▶ **WHAT THIS EXERCISE ASKS**:
1 > Summarize the Fitch outlook on Japanese insurers in two sentences.
2 > Continue the outlook on Japanese insurers from the point where it ends.

▶ **TEXT**:
※
Fitch’s Life Sector Outlook: Neutral
Fitch Ratings believes Japanese life insurers’ earnings will be stable in 2024, even after considering the negative impact from volatile global financial markets, and they will maintain capitalisation at healthy levels in the near future.
Investment spread has become a larger portion of total earnings than before, at approximately 50%, due mainly to secular growth of positive investment spread and continued declines in average guaranteed yield. Earnings from profitable protection-type insurance underwriting (such as health insurance and death protection), which are quite stable and much more profitable than in most jurisdictions outside Japan, still represent the major part of the total earnings.
Fitch expects Japanese insurers to continue to expand overseas, driven by a saturated domestic market – especially for life insurance – caused by an ageing population and shrinking workforce. The country’s four major life insurance groups and three major non-life groups are likely to continue to acquire insurers in the countries such as the US, the UK and Australia.
Fitch’s Non-Life Sector Outlook: Neutral
Fitch believes Japanese non-life insurers’ pricing of premium rates will continue to be favourable. Premium rates for property insurance are likely to continue to rise to cope with insured losses from catastrophes, which will boost insurers’ results over the medium term. Fitch expects Japanese non-life insurers to maintain strong capital adequacy, backed by accumulated core capital, including retained earnings and capital reserves.
Japan remains at substantial risk of natural catastrophe events, which leads us to expect non-life insurers to continue to raise premium rates for domestic non-life products, as they face higher reinsurance premium rates. Given the high reinsurance premium rates recently, Japanese non-life insurers have raised their risk retention compared with a few years ago. Thus, their insured losses might be substantial if significant natural catastrophes hit Japan in 2024.
※
▶ **DATA LINES**:
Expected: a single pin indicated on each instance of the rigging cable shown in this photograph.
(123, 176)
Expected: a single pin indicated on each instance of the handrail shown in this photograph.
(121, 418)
※
▶ **ANSWERS FOR THE TASKS**:
1 > Fitch gives Japan's life insurance sector a neutral outlook, expecting stable 2024 earnings, healthy capitalization, a larger share of earnings from investment spread, and continued overseas expansion driven by a saturated home market. It also rates the non-life sector neutral, expecting premium rates to keep rising to cover catastrophe losses and capital to stay strong, though higher risk retention could bring substantial losses if major natural disasters strike Japan in 2024.

2 >
Korea Insurance Outlook 2024: Contractual Service Margin a Key Value Driver
Fitch expects a stable overall performance for Korean insurers, driven by higher investment returns, a narrowing in negative spreads, and contractual service margin (CSM) recognition, despite persisting uncertainty over the operating environment. We see insurers under IFRS17 and K-ICS as likely to reshape the operational strategy during the transition phase, and the results should improve gradually from 2024.
Fitch’s Life & Non-life Sector Outlook: Neutral
Fitch Ratings expects the performance of Korean life and non-life insurers in 2024 to be stable amid a high-interest-rate environment – due mainly to higher investment returns, a lower burden on negative spreads, and amortised CSM recognition. Insurers are still facing uncertainty over the operating environment, with prolonged inflation and high interest rates.
However, we believe insurers will optimise their insurance and investment portfolios, focusing on new business with high CSM – such as protection and health-type products – as well as investing more in longer-term and stable yield generation assets, with lower risk charges to reduce the capital burden.
Both lifers and non-lifers reported strong net profits in 1H23, up by 64.7% and 54%, respectively. This was led mainly by accounting standard changes with sound CSM amortisation, despite direct comparability between IFRS4 and IFRS17 being still limited. Non-lifers are maintaining a decent underwriting performance, as major companies’ combined ratio for property & casualty and motor business is consistently below 100% under IFRS17. We also expect total assets and profitability to grow smoothly, led mainly by sound CSM growth.
Nonetheless, uncertainties still persist, with higher claims reflecting higher claims payouts and an increase in reinsurance costs. In addition, insurers’ ‘fair value through profit and loss assets’ (FVPL) has risen considerably after the reclassification of investment assets under IFRS9, which could lead to an increase in the volatility of insurers’ investment returns. Insurers will place greater effort in switching the assets from FVPL to ‘fair value through other comprehensive income’, in an attempt to reduce potential volatility in profitability.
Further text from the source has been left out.